* _GEKOZEN FRAGMENT_:
━━━━━━━━━━━━━━━━

Ptolemaeus, Ptolom - ., Πτολεμαῖος, 1) Alorītes, zie Alexander no. 6 en Perdiccas no. 3.—2) neef van Antigonus, wiens plannen hij eenigen tijd krachtig ondersteunde (315–312), later knoopte hij echter betrekkingen aan met Pt. van Aegypte, die hem vergiftigde (309).—3) van Epīrus, zoon van Pyrrhus, nam gedurende den tocht van zijn vader naar Italië de regeering waar. Na eene schitterende overwinning ter zee nam hij Corcȳra, hij versloeg Antigonus Gonātas en sneuvelde bij den tocht van zijn vader naar de Peloponnēsus (272).—4) Pt. Lagi (Λαγίδης), onder Philippus van het macedonische hof verbannen, werd door Alexander bij zijne lijfwacht geplaatst.
Hij had een eervol deel aan alle ondernemingen van Alexander, streed bij Issus, nam Bessus gevangen, onderwierp Sogdiāna, en behaalde roem in de indische oorlogen. Hij had ook bij den koning en bij het geheele leger grooten invloed en na Alexanders dood was hij het vooral, die de verdeeling van het rijk doorzette. Voor zijn aandeel kreeg hij Aegypte, door de verovering van Cyrēne breidde hij zijn gebied uit, terwijl hij den aanval van Perdiccas op zijn rijk met beleid afweerde (321).

━━━━━━━━━━━━━━━━

* _GEGEVENSFRAGMENT_:
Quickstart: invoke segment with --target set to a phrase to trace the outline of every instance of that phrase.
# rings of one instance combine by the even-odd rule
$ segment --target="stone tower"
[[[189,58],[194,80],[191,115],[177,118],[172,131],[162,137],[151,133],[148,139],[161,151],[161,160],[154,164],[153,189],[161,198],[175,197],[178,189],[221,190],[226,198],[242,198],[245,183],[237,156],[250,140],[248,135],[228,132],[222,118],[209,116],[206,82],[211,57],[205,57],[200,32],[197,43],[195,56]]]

━━━━━━━━━━━━━━━━

* _OPDRACHT_: Kun je het lemma over Ptolemaeus hierboven in zijn geheel en woord voor woord overnemen?

* _DE UITVOER_:
Ptolemaeus, Ptolom - ., Πτολεμαῖος, 1) Alorītes, zie Alexander no. 6 en Perdiccas no. 3.—2) neef van Antigonus, wiens plannen hij eenigen tijd krachtig ondersteunde (315–312), later knoopte hij echter betrekkingen aan met Pt. van Aegypte, die hem vergiftigde (309).—3) van Epīrus, zoon van Pyrrhus, nam gedurende den tocht van zijn vader naar Italië de regeering waar. Na eene schitterende overwinning ter zee nam hij Corcȳra, hij versloeg Antigonus Gonātas en sneuvelde bij den tocht van zijn vader naar de Peloponnēsus (272).—4) Pt. Lagi (Λαγίδης), onder Philippus van het macedonische hof verbannen, werd door Alexander bij zijne lijfwacht geplaatst.
Hij had een eervol deel aan alle ondernemingen van Alexander, streed bij Issus, nam Bessus gevangen, onderwierp Sogdiāna, en behaalde roem in de indische oorlogen. Hij had ook bij den koning en bij het geheele leger grooten invloed en na Alexanders dood was hij het vooral, die de verdeeling van het rijk doorzette. Voor zijn aandeel kreeg hij Aegypte, door de verovering van Cyrēne breidde hij zijn gebied uit, terwijl hij den aanval van Perdiccas op zijn rijk met beleid afweerde (321).